## The problem
Write out the passage from the forum thread on early compound bows that begins at the words "## Joe Barbieur" and stops after "work very well.".

## Excerpt provided
Thank you! I truely enjoyed reading your answer. Great job. Where did you get that information? I'd like to read more about Mr. Allen.


----------



## archer55

Here's a couple that I googled.

http://www.oldbasingarchers.co.uk/compound/tbww.htm

http://www.azod.com/archery/Archive/2001/The First Compound Bow.html


----------



## Joe Barbieur

*more history stuff*

Well I am not sure when it was invented, but I can give you some more fun history. Back when compounds were first becoming the new bow to own, many people still had some recurves lying about. I am not sure what company it was, but the was a “retro” kit available to make your recurve into a compound. They supplied the cables, strings, instructions and brackets you supplied the bow. The idea was to cut off the limb tips, drill holes and mount the whole works on your bow. It did work, but as you can guess it did not work very well. 
Another bit of history. What is commonly referred to as the “split limb” bow is not truly the split limb. It is a quad limb. When compounds first came out, the wheels were mounted to the bow via a bracket on the limb. Joy Valley Archery in Wisconsin was the patent holder for the split limb bow, they “split the limb and mounted the wheels in the limb. Today that is how most bows are still produced.
Just some more stuff that rolls around in my head and comes out from time to time..


----------



## sswv

*keeps getting better*

this just keeps getting more interesting...learning a lot...thanks to everyone


----------



## archeryguyrds

I have a Wing compound and it had a cable bowstring. (Try putting a peep sight in that string). It's a 45 lb. bow w/50 percent letoff and i use it for bowfishing. Still works too.


----------



## duhgravy

*Allen Speedster*

My dad still has this bow! It in excellent shape for its age. He hasn't used it in probably 10 years or even longer. Any one have an idea what one of these bow might be worth today?

Also here is a good link to some of the old archery history.


http://www.archeryhistory.com/index.php


----------



## Hoytusa84

One of the earlier compound bow...


----------



## Jurasic Archer

In the early 70's it was not unusual to go to an NFAA event and in the pro division both recurves and compounds were being shot in the freestyle division with release aids. As always the best shooter won and often it was with a recurve! Bob Jacobson was the last to win Vegas with a recurve in the pro division in 74 I think. I think Jim Quarles in 75 and then Mr. Ragsdale took over.

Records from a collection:
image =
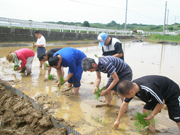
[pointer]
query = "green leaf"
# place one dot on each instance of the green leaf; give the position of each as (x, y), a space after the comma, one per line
(98, 93)
(140, 123)
(50, 77)
(15, 66)
(61, 80)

## Reply
## Joe Barbieur

*more history stuff*

Well I am not sure when it was invented, but I can give you some more fun history. Back when compounds were first becoming the new bow to own, many people still had some recurves lying about. I am not sure what company it was, but the was a “retro” kit available to make your recurve into a compound. They supplied the cables, strings, instructions and brackets you supplied the bow. The idea was to cut off the limb tips, drill holes and mount the whole works on your bow. It did work, but as you can guess it did not work very well.